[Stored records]
[start]

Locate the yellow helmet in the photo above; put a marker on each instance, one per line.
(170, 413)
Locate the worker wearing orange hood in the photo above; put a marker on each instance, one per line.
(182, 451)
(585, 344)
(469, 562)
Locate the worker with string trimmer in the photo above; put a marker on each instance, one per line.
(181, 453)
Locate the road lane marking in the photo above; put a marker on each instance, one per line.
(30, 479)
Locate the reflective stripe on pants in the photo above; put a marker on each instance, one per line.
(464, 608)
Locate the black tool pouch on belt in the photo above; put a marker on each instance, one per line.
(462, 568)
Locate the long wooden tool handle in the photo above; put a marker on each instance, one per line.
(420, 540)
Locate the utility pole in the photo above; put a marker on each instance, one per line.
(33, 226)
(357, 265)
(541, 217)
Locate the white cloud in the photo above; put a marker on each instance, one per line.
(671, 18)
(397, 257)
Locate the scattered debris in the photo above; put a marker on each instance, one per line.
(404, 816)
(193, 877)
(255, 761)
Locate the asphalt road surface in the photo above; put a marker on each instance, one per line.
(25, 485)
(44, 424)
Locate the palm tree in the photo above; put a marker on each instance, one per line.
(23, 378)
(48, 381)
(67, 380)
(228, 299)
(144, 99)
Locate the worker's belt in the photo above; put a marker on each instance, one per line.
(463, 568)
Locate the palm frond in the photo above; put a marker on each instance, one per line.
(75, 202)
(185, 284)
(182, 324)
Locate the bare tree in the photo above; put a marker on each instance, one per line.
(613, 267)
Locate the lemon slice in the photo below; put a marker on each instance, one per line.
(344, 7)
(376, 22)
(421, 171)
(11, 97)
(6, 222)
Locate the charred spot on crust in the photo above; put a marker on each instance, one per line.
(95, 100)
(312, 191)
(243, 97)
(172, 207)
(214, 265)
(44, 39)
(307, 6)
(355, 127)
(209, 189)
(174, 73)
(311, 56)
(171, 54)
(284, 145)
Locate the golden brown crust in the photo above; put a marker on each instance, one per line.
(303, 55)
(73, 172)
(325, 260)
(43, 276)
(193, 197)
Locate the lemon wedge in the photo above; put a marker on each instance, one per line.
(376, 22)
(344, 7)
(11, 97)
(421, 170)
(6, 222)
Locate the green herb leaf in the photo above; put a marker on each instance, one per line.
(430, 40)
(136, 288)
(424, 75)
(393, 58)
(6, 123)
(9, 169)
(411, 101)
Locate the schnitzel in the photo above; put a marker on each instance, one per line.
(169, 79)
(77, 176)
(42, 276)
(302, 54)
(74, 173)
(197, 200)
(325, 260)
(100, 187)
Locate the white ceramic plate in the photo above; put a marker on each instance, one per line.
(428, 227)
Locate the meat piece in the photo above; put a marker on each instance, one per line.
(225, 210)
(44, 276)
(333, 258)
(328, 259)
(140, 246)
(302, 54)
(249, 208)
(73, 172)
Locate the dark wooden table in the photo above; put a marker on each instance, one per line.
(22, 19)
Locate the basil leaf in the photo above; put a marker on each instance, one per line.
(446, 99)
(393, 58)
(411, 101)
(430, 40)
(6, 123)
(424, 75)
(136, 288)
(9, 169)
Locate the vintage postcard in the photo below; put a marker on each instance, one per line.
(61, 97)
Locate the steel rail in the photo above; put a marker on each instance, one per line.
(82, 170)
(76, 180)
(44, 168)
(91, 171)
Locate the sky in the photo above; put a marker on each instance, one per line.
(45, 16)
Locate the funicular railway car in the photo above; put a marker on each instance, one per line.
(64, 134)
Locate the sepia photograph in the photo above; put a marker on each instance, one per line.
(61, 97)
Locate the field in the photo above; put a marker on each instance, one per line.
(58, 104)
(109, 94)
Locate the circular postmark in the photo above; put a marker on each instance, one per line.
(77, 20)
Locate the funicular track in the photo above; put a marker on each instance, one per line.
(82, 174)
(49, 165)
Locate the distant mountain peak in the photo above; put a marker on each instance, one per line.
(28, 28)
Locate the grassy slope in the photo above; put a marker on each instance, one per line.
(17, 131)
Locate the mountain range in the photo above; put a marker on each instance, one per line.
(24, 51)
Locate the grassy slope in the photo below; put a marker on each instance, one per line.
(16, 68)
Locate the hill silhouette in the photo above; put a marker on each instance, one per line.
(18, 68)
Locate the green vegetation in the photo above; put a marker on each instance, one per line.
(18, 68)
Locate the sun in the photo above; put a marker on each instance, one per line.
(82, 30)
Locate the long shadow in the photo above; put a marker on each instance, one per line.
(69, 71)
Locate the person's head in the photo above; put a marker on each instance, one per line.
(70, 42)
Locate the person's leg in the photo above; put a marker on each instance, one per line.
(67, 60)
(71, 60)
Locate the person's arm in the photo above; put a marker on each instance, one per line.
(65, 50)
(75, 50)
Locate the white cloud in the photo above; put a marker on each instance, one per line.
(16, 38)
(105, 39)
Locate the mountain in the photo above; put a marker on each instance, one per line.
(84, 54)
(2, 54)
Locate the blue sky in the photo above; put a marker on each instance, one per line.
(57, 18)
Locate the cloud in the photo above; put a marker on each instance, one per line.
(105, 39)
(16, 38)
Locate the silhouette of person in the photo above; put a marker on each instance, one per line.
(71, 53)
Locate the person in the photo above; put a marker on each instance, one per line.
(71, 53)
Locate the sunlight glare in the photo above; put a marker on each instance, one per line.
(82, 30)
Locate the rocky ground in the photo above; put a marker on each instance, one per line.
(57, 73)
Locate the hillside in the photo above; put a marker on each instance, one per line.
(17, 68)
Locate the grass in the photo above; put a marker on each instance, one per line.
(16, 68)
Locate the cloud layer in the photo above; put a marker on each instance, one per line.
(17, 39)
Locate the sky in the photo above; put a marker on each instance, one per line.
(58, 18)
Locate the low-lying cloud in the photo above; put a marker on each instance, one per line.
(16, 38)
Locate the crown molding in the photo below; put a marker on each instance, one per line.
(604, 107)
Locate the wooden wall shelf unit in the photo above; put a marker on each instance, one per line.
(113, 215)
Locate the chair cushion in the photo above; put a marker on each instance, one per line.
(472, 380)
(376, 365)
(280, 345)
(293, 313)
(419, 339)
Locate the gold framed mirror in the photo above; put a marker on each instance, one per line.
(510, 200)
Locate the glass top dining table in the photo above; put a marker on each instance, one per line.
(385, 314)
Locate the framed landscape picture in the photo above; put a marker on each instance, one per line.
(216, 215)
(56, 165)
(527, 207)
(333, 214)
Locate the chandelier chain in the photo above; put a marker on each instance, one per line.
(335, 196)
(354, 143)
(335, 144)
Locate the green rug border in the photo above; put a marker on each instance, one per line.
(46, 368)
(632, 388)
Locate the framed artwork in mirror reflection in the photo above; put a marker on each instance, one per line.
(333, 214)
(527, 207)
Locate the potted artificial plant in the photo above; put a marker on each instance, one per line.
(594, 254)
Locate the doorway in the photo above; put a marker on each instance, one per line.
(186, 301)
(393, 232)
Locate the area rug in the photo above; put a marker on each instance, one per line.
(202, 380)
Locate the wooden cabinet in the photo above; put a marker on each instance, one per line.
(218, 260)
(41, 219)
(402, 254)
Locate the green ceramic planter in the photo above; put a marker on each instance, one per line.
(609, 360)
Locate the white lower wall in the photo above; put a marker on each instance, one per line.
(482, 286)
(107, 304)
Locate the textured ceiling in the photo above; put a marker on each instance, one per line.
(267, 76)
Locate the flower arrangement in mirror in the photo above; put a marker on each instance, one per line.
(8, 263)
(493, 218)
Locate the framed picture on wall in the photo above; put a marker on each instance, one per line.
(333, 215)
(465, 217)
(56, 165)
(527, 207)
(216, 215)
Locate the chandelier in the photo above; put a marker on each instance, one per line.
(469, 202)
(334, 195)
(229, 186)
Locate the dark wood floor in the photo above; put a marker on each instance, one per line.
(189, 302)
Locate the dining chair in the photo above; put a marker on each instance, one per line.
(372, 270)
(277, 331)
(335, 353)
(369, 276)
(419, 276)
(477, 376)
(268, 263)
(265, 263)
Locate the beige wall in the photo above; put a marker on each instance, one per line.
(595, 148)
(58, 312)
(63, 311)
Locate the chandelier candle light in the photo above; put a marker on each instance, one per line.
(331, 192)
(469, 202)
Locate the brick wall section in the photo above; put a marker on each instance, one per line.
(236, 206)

[end]
[start]

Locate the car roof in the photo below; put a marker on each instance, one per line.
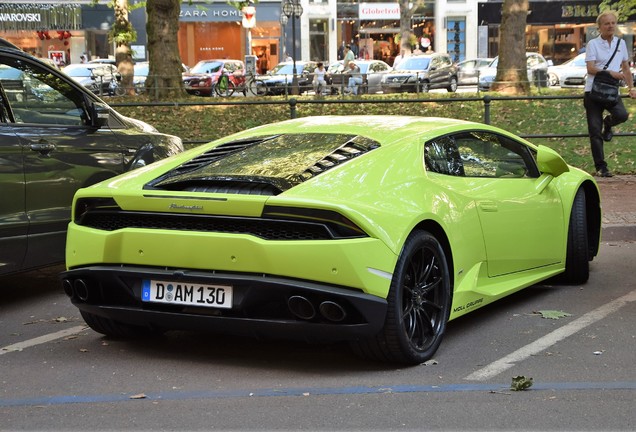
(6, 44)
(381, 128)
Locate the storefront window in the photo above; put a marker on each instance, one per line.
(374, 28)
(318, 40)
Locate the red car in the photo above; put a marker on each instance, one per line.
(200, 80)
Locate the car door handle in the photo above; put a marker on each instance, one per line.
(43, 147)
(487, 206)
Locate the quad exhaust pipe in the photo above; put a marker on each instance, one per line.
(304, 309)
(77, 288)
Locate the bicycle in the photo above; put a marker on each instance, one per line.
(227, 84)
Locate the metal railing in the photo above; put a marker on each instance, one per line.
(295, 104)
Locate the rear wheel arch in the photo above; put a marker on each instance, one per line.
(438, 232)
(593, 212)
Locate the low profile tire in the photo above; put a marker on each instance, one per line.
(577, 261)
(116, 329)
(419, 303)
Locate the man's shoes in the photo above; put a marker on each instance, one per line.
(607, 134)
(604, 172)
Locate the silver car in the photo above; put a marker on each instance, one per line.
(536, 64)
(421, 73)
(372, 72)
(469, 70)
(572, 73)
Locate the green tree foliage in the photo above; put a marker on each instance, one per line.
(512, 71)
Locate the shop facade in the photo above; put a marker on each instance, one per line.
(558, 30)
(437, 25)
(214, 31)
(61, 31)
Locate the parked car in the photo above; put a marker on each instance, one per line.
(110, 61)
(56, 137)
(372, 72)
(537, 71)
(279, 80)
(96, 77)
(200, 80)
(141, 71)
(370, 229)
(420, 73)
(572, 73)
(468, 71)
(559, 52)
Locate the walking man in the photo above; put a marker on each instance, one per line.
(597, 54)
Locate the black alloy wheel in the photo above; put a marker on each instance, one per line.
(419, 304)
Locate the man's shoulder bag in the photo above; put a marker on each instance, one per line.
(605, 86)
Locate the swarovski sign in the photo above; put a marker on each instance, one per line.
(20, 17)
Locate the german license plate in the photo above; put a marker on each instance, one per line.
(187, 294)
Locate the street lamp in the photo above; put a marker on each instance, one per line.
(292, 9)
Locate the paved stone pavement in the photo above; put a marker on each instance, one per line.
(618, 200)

[end]
[start]

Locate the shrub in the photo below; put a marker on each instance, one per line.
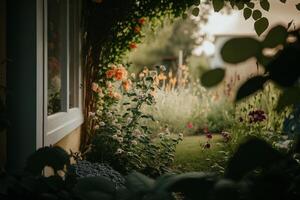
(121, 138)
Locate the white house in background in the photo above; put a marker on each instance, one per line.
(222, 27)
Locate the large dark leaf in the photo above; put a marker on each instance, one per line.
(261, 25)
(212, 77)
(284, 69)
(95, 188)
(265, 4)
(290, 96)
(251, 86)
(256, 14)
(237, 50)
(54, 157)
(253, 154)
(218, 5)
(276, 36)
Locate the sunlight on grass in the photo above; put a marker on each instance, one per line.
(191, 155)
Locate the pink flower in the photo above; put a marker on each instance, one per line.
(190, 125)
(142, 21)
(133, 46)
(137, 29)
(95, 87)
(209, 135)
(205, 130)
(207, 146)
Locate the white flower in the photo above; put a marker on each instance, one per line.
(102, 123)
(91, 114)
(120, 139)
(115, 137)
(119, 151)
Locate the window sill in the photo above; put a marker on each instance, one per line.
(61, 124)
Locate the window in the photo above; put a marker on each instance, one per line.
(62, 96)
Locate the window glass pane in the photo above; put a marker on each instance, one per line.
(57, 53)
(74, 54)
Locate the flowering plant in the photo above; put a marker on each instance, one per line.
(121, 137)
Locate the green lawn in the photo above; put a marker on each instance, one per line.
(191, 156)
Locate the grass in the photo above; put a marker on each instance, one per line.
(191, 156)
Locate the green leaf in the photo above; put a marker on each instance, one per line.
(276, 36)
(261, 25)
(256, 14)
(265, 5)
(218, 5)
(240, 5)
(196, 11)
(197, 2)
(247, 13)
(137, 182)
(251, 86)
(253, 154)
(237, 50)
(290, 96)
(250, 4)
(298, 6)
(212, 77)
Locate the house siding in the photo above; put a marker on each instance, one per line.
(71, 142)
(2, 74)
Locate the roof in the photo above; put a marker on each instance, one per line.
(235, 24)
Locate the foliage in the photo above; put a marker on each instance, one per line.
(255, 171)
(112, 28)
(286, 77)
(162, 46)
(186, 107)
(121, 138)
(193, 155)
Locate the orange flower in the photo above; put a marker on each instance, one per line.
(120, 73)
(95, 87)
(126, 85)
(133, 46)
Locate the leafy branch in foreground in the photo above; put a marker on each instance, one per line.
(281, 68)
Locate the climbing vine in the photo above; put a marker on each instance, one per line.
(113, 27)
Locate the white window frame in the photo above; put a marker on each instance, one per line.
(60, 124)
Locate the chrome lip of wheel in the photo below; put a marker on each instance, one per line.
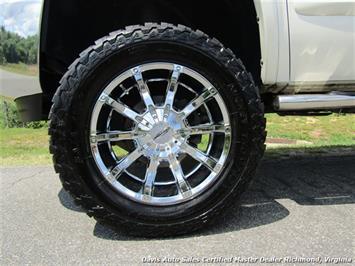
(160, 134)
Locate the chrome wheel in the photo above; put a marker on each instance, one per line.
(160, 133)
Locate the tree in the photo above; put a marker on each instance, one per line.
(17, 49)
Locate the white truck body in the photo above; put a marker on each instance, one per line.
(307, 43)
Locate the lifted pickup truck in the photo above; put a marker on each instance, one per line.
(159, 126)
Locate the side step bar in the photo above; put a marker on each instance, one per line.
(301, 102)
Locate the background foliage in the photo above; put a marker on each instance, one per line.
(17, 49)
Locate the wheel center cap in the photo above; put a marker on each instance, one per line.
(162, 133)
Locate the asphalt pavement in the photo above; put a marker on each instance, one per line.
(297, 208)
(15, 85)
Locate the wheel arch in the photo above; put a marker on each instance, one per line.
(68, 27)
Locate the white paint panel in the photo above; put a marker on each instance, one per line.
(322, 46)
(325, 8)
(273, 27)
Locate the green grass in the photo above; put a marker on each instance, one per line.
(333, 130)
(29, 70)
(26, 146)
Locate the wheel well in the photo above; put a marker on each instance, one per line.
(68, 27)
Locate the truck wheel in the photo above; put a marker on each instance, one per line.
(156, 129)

[end]

● TASK BRIEF: Extract every line of the data above that contains the word "lemon", copying each one in full.

● CORRECT OUTPUT:
Locate the lemon slice in the photo below; put a marker on each instance, one per line.
Locate the lemon wedge in the photo above; put a marker on each instance, one per line.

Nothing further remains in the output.